__TASK__
Exactly as written, transcribe each record below.
[DATA EXTRACTS]
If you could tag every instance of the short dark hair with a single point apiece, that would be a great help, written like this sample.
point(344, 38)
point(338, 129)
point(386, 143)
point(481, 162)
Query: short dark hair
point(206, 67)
[/DATA EXTRACTS]
__SOLUTION TO THIS PROBLEM__
If you could tag every instance of the short dark hair with a single point apiece, that would be a great help, written like this sample.
point(344, 38)
point(338, 129)
point(386, 143)
point(481, 162)
Query: short dark hair
point(206, 67)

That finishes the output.